───── Testo di partenza ─────
Nel 1949 comincio' un'esperienza che porto' avanti con continuita' fino al 1959: la "Messa degli artisti", una celebrazione eucaristica specificamente dedicata ai cultori di arte. L'iniziativa era nata sul modello di quella avviata a Roma nel marzo 1941 da mons. Ennio Francia (allora giovane sacerdote) insieme a un gruppo di artisti laici. A proporla a Firenze furono Piero Bargellini e il pittore Primo Conti insieme, tra gli altri, a Nicola Lisi, Carlo Betocchi e Giovanni Papini (che suggeri' a Francia il nome di Balducci come celebrante adatto a questo tipo di funzione).
Nel 1950 si laureo' con Attilio Momigliano con una tesi su Antonio Fogazzaro, pubblicata nel 1952 da Morcelliana. Pur non abbandonando del tutto la frequentazione di ambienti letterari (collaboro' con le riviste L'Ultima e Mal'Aria) successivamente si dedico' prevalentemente allo studio e alla divulgazione teologica e a una pastorale attenta ai poveri e alla formazione spirituale, culturale e religiosa dei giovani. Rivolse particolare impegno alla promozione della cultura teologica del laicato cattolico, nel convincimento dell'importanza, in un mondo secolarizzato, di costruire una cultura cristiana autentica e capace di rispondere ai problemi del tempo preservando la fede dei credenti. Nelle sue meditazioni, conferenze e lezioni (tenute per la maggior parte presso il Chiostro nuovo e lo Studio teologico per laici) si ispiro' largamente alle tesi della nouvelle theologie francese, attestandosi su una linea di progressivo distacco dal cattolicesimo intransigente di matrice ottocentesca e di adesione alle tesi maritainiane sulla nuova cristianita'.
─────
Esercizio A
Riporta tutte le righe che contengono la stringa "shirt".
Il testo e le righe non hanno alcun legame tra loro.
───── Righe mostrate ─────
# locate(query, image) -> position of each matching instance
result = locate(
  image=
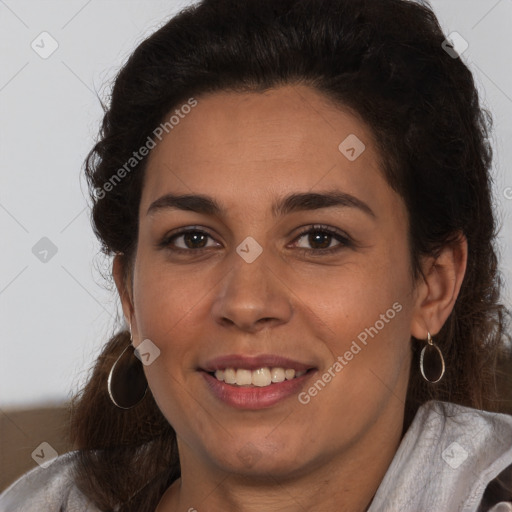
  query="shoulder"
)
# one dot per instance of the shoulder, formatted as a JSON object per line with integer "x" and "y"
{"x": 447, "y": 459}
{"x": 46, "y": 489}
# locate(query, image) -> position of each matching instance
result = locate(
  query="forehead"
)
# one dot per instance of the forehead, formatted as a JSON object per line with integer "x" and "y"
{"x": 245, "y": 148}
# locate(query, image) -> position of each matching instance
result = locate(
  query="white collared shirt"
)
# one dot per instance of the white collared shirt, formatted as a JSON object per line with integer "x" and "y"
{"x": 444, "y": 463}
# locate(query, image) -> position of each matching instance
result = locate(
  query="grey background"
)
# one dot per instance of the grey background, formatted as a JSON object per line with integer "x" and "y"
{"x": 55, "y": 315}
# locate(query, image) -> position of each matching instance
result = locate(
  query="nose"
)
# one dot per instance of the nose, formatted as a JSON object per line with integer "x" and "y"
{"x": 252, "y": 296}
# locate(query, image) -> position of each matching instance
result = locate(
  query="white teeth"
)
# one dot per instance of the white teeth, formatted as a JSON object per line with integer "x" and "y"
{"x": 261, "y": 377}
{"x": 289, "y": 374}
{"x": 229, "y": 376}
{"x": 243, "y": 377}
─────
───── Righe mostrate ─────
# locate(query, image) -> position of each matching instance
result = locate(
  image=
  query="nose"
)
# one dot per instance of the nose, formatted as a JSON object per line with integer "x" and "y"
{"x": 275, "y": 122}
─────
Esercizio B
Ripeti il brano del testo di partenza compreso tra "Nel 1949 comincio'" e "tipo di funzione).", estremi inclusi.

Risposta completa A
  query="white collared shirt"
# one dot per instance of the white collared shirt, formatted as a JSON object per line with integer "x" and "y"

Risposta completa B
Nel 1949 comincio' un'esperienza che porto' avanti con continuita' fino al 1959: la "Messa degli artisti", una celebrazione eucaristica specificamente dedicata ai cultori di arte. L'iniziativa era nata sul modello di quella avviata a Roma nel marzo 1941 da mons. Ennio Francia (allora giovane sacerdote) insieme a un gruppo di artisti laici. A proporla a Firenze furono Piero Bargellini e il pittore Primo Conti insieme, tra gli altri, a Nicola Lisi, Carlo Betocchi e Giovanni Papini (che suggeri' a Francia il nome di Balducci come celebrante adatto a questo tipo di funzione).